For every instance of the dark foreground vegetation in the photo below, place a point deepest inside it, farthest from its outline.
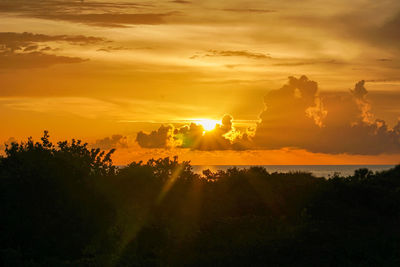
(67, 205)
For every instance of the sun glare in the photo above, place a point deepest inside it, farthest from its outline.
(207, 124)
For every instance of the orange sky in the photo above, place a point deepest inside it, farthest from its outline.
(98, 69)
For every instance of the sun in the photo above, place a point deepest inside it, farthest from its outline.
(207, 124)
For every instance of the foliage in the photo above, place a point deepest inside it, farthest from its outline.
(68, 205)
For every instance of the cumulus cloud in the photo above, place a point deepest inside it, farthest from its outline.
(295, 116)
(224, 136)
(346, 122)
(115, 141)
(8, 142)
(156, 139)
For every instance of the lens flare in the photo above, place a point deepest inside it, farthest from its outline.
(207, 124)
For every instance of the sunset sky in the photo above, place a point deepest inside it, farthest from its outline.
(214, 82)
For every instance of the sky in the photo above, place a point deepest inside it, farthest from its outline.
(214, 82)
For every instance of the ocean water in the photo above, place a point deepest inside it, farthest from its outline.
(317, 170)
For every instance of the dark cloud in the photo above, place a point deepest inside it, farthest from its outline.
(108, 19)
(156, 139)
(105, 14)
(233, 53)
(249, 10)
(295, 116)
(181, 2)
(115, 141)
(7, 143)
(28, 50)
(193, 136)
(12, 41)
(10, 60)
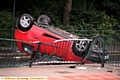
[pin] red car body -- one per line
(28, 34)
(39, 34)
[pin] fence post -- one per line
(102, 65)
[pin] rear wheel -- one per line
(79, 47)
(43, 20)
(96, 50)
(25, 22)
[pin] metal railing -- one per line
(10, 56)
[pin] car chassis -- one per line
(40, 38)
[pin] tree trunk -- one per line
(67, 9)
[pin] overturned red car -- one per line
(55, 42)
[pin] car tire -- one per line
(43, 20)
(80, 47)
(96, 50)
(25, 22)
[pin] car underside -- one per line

* * *

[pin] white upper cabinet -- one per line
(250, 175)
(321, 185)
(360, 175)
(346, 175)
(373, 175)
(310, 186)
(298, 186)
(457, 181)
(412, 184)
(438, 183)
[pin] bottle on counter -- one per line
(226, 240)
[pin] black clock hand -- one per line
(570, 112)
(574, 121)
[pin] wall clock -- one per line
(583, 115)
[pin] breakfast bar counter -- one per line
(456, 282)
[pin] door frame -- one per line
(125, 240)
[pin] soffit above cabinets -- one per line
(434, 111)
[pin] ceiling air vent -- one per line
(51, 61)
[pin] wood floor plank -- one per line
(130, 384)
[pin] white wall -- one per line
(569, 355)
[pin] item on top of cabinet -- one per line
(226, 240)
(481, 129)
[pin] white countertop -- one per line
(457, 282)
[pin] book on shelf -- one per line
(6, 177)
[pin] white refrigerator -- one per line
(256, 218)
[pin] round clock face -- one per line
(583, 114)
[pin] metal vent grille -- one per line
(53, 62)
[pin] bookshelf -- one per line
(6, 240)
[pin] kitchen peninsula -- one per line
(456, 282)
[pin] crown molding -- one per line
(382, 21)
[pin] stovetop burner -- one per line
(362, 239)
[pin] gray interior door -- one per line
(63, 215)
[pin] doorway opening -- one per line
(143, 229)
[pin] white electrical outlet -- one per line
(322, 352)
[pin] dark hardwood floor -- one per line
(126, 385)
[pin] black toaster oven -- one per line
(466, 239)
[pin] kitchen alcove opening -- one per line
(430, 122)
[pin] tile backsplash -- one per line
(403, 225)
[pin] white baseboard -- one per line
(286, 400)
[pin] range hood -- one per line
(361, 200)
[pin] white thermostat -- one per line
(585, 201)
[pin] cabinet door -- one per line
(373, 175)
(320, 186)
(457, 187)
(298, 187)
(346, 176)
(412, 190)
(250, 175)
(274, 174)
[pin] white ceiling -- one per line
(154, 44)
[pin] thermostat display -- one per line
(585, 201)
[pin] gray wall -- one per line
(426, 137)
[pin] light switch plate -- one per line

* * *

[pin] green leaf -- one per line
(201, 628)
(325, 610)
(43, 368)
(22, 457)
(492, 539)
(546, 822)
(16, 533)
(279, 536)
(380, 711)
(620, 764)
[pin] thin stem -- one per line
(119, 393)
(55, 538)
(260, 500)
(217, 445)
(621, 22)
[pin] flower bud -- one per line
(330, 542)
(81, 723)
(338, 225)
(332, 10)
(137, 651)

* * *

Assigned task: Above this task is a listing. Restate, word for word and with nothing added, the lines from the one with "[pin] crown molding -- one per line" through the one with "[pin] light switch plate -- one per line".

Result for this exercise:
[pin] crown molding -- one per line
(382, 21)
[pin] stovetop burner -- one per line
(362, 239)
[pin] gray interior door -- one per line
(63, 215)
[pin] doorway opening -- one per line
(143, 229)
[pin] white electrical outlet -- one per line
(322, 352)
[pin] dark hardwood floor -- one per line
(126, 385)
[pin] black toaster oven -- one per line
(466, 239)
[pin] kitchen alcove opening -- one per line
(430, 122)
[pin] tile backsplash -- one per line
(403, 225)
[pin] white baseboard -- one per line
(286, 400)
[pin] range hood -- one per line
(361, 200)
[pin] white thermostat -- one per line
(585, 201)
[pin] cabinet door -- one per line
(373, 175)
(320, 186)
(457, 187)
(298, 187)
(346, 176)
(412, 190)
(250, 175)
(274, 174)
[pin] white ceiling -- one per line
(154, 44)
[pin] thermostat display -- one per line
(585, 201)
[pin] gray wall -- one per line
(426, 137)
[pin] light switch plate -- one per line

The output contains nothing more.